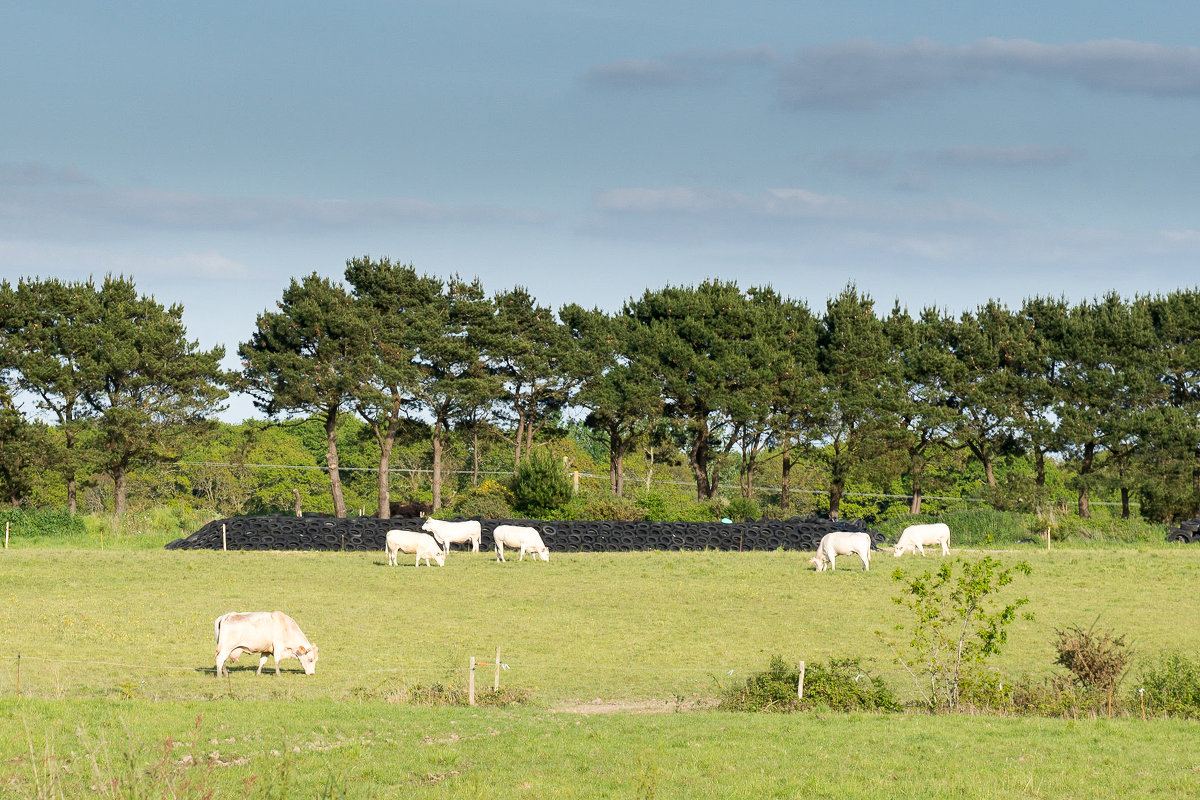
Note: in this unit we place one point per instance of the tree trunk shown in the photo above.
(474, 456)
(835, 493)
(1085, 469)
(785, 480)
(437, 465)
(981, 452)
(915, 506)
(119, 489)
(385, 446)
(335, 476)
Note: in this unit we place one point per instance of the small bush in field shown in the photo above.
(841, 685)
(540, 485)
(1170, 685)
(1097, 660)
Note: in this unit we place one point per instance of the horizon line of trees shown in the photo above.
(1110, 386)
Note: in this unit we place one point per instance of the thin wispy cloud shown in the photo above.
(865, 73)
(33, 174)
(165, 210)
(1017, 156)
(683, 68)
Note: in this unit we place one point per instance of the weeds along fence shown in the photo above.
(363, 534)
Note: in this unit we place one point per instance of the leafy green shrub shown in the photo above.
(1170, 685)
(741, 509)
(540, 485)
(438, 693)
(43, 523)
(489, 500)
(841, 685)
(1097, 660)
(1057, 696)
(667, 505)
(951, 626)
(592, 505)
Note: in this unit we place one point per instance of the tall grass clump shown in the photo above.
(1170, 686)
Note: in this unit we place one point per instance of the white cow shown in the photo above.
(267, 633)
(521, 537)
(918, 536)
(417, 543)
(843, 542)
(447, 531)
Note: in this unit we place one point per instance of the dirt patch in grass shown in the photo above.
(635, 707)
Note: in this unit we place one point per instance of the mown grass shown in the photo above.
(323, 749)
(117, 657)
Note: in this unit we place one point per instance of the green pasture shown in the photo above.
(113, 655)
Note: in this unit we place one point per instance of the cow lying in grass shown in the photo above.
(843, 542)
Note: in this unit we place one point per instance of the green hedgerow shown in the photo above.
(841, 685)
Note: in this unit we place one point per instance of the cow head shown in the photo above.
(307, 657)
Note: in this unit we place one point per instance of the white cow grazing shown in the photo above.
(267, 633)
(843, 542)
(445, 531)
(918, 536)
(417, 543)
(521, 537)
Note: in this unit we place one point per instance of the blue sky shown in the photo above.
(939, 154)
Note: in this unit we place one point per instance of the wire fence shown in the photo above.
(631, 479)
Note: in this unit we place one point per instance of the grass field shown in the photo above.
(117, 685)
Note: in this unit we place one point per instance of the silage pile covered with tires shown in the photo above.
(361, 534)
(1185, 533)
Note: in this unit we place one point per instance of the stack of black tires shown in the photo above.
(1186, 531)
(280, 533)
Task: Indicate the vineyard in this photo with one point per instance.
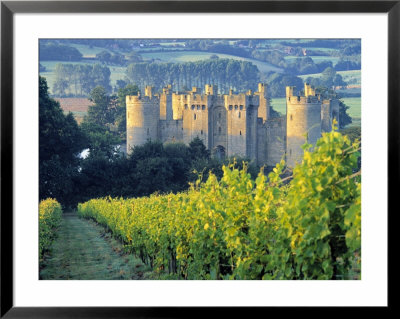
(49, 219)
(303, 226)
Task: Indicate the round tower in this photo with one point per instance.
(142, 119)
(303, 119)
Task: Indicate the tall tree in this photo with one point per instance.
(120, 118)
(60, 142)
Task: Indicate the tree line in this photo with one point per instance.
(69, 177)
(226, 73)
(80, 79)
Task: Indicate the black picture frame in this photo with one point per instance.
(9, 8)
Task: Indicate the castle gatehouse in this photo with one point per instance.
(230, 124)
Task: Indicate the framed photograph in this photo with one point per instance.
(181, 155)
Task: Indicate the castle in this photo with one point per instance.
(230, 124)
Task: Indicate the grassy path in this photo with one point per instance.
(83, 250)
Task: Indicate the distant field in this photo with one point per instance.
(193, 56)
(117, 72)
(279, 104)
(353, 77)
(88, 51)
(316, 58)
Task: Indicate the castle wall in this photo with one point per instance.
(263, 108)
(142, 119)
(303, 118)
(236, 124)
(252, 134)
(177, 106)
(218, 127)
(275, 140)
(261, 142)
(335, 108)
(326, 111)
(195, 119)
(171, 130)
(166, 107)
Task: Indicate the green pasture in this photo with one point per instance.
(353, 77)
(316, 58)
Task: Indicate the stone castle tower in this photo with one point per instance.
(306, 118)
(229, 124)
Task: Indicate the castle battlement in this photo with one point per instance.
(141, 99)
(230, 124)
(303, 100)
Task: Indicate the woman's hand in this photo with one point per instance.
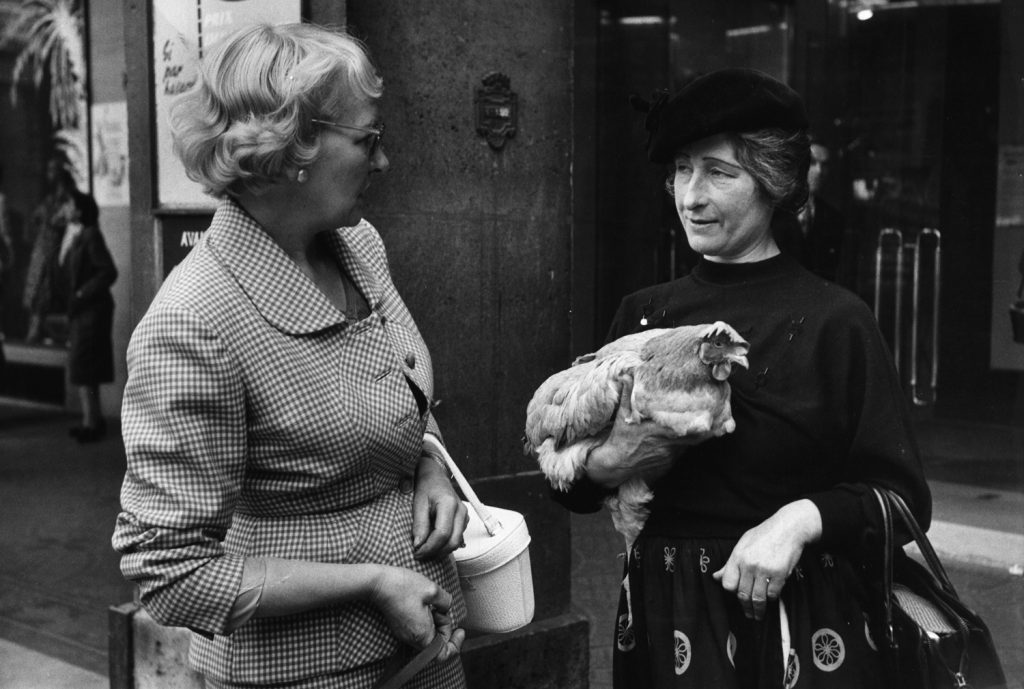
(439, 517)
(416, 609)
(766, 555)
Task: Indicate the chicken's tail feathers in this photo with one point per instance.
(629, 508)
(563, 466)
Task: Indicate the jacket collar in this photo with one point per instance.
(279, 290)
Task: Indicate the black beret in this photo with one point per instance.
(727, 100)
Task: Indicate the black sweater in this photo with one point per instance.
(819, 414)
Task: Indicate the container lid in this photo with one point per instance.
(484, 552)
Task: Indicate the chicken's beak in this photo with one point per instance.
(722, 370)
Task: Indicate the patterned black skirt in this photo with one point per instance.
(676, 627)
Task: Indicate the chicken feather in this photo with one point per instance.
(677, 378)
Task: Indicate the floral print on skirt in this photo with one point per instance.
(676, 627)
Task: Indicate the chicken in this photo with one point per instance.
(676, 378)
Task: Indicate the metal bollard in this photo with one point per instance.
(898, 316)
(937, 268)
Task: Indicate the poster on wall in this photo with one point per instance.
(110, 154)
(182, 32)
(1008, 262)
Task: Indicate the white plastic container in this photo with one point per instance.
(495, 573)
(494, 567)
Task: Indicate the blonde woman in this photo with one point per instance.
(278, 501)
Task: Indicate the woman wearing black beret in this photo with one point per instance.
(753, 569)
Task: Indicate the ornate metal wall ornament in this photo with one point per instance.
(497, 110)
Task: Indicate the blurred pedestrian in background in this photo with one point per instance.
(86, 272)
(47, 226)
(819, 239)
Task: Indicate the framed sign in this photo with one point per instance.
(182, 32)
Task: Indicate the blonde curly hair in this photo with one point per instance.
(249, 117)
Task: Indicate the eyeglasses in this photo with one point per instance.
(376, 132)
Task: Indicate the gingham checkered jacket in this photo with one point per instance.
(259, 422)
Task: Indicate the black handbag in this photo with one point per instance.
(930, 639)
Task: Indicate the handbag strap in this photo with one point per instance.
(408, 671)
(891, 503)
(432, 445)
(887, 564)
(927, 551)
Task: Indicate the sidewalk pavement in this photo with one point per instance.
(58, 574)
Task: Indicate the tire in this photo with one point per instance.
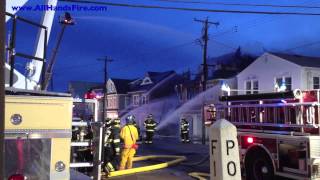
(258, 166)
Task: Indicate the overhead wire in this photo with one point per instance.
(192, 9)
(238, 4)
(303, 45)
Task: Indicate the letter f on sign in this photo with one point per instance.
(212, 145)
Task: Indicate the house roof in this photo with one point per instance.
(79, 88)
(223, 74)
(122, 85)
(155, 77)
(304, 61)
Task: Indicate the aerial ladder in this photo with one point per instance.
(37, 123)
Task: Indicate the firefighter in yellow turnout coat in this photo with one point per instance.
(129, 134)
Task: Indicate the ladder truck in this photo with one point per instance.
(278, 133)
(37, 122)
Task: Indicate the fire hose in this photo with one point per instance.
(177, 159)
(199, 175)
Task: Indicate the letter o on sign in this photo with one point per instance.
(232, 169)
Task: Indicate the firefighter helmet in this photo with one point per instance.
(130, 119)
(116, 121)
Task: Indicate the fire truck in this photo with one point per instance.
(278, 132)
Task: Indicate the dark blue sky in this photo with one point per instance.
(141, 40)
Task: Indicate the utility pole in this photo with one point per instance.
(65, 21)
(204, 42)
(106, 60)
(2, 82)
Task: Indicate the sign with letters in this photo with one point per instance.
(224, 151)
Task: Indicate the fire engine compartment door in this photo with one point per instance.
(293, 156)
(30, 157)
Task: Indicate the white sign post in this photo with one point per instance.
(224, 151)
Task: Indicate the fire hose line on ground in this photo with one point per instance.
(199, 175)
(177, 159)
(203, 160)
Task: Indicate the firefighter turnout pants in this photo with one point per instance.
(111, 159)
(127, 158)
(149, 137)
(185, 136)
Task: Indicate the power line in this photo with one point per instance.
(192, 9)
(225, 45)
(303, 45)
(240, 4)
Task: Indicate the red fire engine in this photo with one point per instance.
(278, 133)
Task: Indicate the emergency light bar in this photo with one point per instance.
(261, 96)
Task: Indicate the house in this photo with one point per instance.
-*-
[EXERCISE REQUIREMENTS]: Reproduce every line above exactly as written, omitting the images.

[FINISHED EXERCISE]:
Note: in this unit we place one point per instance of the tree trunk shown in the photo above.
(474, 456)
(835, 493)
(1085, 469)
(785, 480)
(437, 465)
(981, 452)
(915, 506)
(119, 489)
(385, 446)
(335, 476)
Note: in this unit we place one point per instance of the small bush in field shown in the photo above.
(841, 685)
(540, 485)
(1170, 685)
(1097, 660)
Note: in this unit we place one point per instance of the horizon line of trees shown in the photo above.
(1110, 386)
Note: in this unit we place one point per instance of the thin wispy cloud shown in the photo above.
(865, 73)
(33, 174)
(165, 210)
(1017, 156)
(683, 68)
Note: in this unit we place one point per instance of the weeds along fence shown in the photo above.
(363, 534)
Note: in this unit we place one point per instance of the leafy green shrub shown in the photo above.
(1170, 685)
(741, 509)
(540, 485)
(438, 693)
(43, 523)
(489, 500)
(841, 685)
(1097, 660)
(1057, 696)
(667, 505)
(951, 626)
(592, 505)
Note: in this unit we place one point per instance of the tall grass clump shown in the photo above.
(1170, 686)
Note: in this unit we place one point per instance of the white cow shown in the photo above.
(267, 633)
(521, 537)
(918, 536)
(417, 543)
(843, 542)
(447, 531)
Note: in this unit we place one point per instance of the dirt patch in grass shown in the photo above.
(635, 707)
Note: in this unit we place one point per instance of the mown grass shown in the photo above.
(323, 749)
(117, 657)
Note: in this unit we place one point per instance of the green pasture shown in the photo above.
(113, 655)
Note: in this unit we place one point per instance of the cow lying in grass shown in the photo above.
(843, 542)
Note: in this unit we place one point per instance of the green hedgerow shown in the photo above.
(841, 685)
Note: in this unit we place one point per instance of the cow head shown in the photo above.
(307, 657)
Note: in this unit we place one point per instance of the white cow grazing shown in the photo above.
(267, 633)
(843, 542)
(445, 531)
(918, 536)
(417, 543)
(521, 537)
Note: in this unit we place one point per instance of the blue sky shown in the photo above.
(939, 154)
Note: in this unit we place one point per instance of the wire fence shown in the photo above.
(631, 479)
Note: in this unit we place one point per instance of the grass field shown in the photo above.
(117, 685)
Note: in this unit we place one point per instance of the silage pile covered with tires shown in the photo above.
(361, 534)
(1185, 533)
Note: in this unit we place one point per instance of the stack of black tires shown in the photo above.
(1186, 531)
(280, 533)
Task: Indicate the vineyard in this photo with one point per instance.
(49, 219)
(303, 226)
Task: Indicate the round tower in this photo with one point per instance.
(142, 119)
(303, 119)
Task: Indicate the tall tree in this photo with one point per instance.
(120, 118)
(60, 142)
Task: Indicate the tree line in this photo with one point per instance.
(69, 177)
(226, 73)
(80, 79)
Task: Indicate the black picture frame in this photo with one point per instance.
(9, 8)
Task: Indicate the castle gatehouse in this photo with one point per instance.
(230, 124)
Task: Indicate the framed photograph in this photo with one point per instance.
(181, 155)
Task: Indicate the castle in this photo with one point per instance.
(230, 124)
Task: Indicate the grassy path in this photo with one point per instance.
(83, 250)
Task: Indicate the distant field in this photo with one point per instance.
(193, 56)
(117, 72)
(279, 104)
(353, 77)
(88, 51)
(316, 58)
Task: Indicate the castle wall in this photo with one point per instance.
(263, 108)
(142, 119)
(303, 118)
(236, 124)
(252, 134)
(177, 106)
(218, 127)
(275, 140)
(261, 142)
(335, 108)
(326, 111)
(195, 119)
(171, 130)
(166, 107)
Task: Indicate the green pasture in this photo with one point per instance.
(353, 77)
(316, 58)
Task: Indicate the stone castle tower in this photo with one point per instance.
(306, 118)
(229, 124)
Task: Indicate the castle battlement in this photo with one point per instance.
(141, 99)
(230, 124)
(303, 100)
Task: Indicate the woman's hand in this photo with one point per instance.
(439, 517)
(416, 609)
(766, 555)
Task: Indicate the chicken's tail feathers in this photo with one point per instance.
(629, 508)
(563, 466)
Task: Indicate the jacket collar in this photo with one point per instance.
(279, 290)
Task: Indicate the black beret in this photo with one point per instance.
(727, 100)
Task: Indicate the black sweater in this photo with one point per instance.
(819, 414)
Task: Indicate the container lid in this photo with one point per instance.
(484, 552)
Task: Indicate the chicken's beak in this photo with one point per instance.
(722, 370)
Task: Indicate the patterned black skirt in this photo with one point per instance.
(676, 627)
Task: Indicate the chicken feather in this photo with one point per instance.
(677, 378)
Task: Indicate the floral print on skirt in this photo with one point per instance.
(676, 627)
Task: Indicate the chicken in this photo with one point per instance.
(676, 378)
Task: Indicate the metal bollard in this photo with one point per instance.
(898, 316)
(937, 268)
Task: Indicate the poster on wall in this photo with one point per instance.
(110, 154)
(182, 32)
(1008, 262)
Task: Indicate the white plastic container in this photo with one point per instance.
(495, 573)
(494, 567)
Task: Indicate the blonde woman in this photo with one point per instance.
(278, 501)
Task: Indicate the woman wearing black beret in this photo with one point per instance.
(753, 569)
Task: Indicate the ornate metal wall ornament in this photo with one point per instance.
(497, 110)
Task: Indicate the blurred pedestrian in background in this photo with one point per instance.
(86, 272)
(47, 226)
(819, 239)
Task: Indicate the framed sign in this photo with one point per instance.
(182, 32)
Task: Indicate the blonde curly hair in this photo with one point per instance.
(249, 117)
Task: Indicate the eyeglasses in this photo with one point per instance.
(376, 132)
Task: Indicate the gingham checkered jacket in this photo with one point per instance.
(259, 422)
Task: Indicate the black handbag in this photo with one point per instance.
(930, 639)
Task: Indicate the handbag strap in this photo with one point per instance.
(408, 671)
(891, 503)
(432, 445)
(887, 564)
(927, 551)
Task: Indicate the sidewalk pavement in this photo with one point per instance.
(58, 574)
Task: Indicate the tire in this photo with one point per instance.
(258, 166)
Task: Indicate the overhead wire in this photo with one point per instance.
(192, 9)
(238, 4)
(303, 45)
Task: Indicate the letter f on sign in this photo with one point per instance.
(212, 145)
Task: Indicate the house roof in this photo with one point per instance.
(79, 88)
(223, 74)
(122, 85)
(155, 77)
(304, 61)
Task: Indicate the aerial ladder in this photo with one point per instance.
(37, 123)
Task: Indicate the firefighter in yellow turnout coat in this photo with one point per instance.
(129, 134)
Task: Indicate the ladder truck in this photo with one point per instance.
(278, 133)
(37, 122)
Task: Indicate the fire hose in this photo with one point per instance.
(177, 159)
(199, 175)
Task: Indicate the letter o on sign in this photo with one point per instance.
(232, 169)
Task: Indicate the firefighter helmet in this photo with one point per instance.
(130, 119)
(116, 121)
Task: Indicate the fire truck in this photo with one point per instance.
(278, 132)
Task: Indicate the dark blue sky in this photo with one point per instance.
(141, 40)
Task: Indicate the utility pole in this photo with one point per instance.
(65, 21)
(204, 42)
(106, 60)
(2, 82)
Task: Indicate the sign with letters in this photo with one point per instance.
(224, 151)
Task: Indicate the fire engine compartment door in this photo with one point per instance.
(293, 156)
(30, 157)
Task: Indicate the white sign post in this photo with one point per instance.
(224, 151)
Task: Indicate the fire hose line on ground in this photo with one point per instance.
(199, 175)
(177, 159)
(203, 160)
Task: Indicate the firefighter turnout pants in this photo with one point per instance.
(111, 159)
(127, 158)
(149, 137)
(185, 136)
Task: Indicate the power line in this photo with one point per instance.
(192, 9)
(225, 45)
(303, 45)
(240, 4)
Task: Indicate the red fire engine in this photo with one point per instance.
(278, 133)
Task: Indicate the emergency light bar in this photo with one point per instance.
(261, 96)
Task: Indicate the house in this photo with one point per instance.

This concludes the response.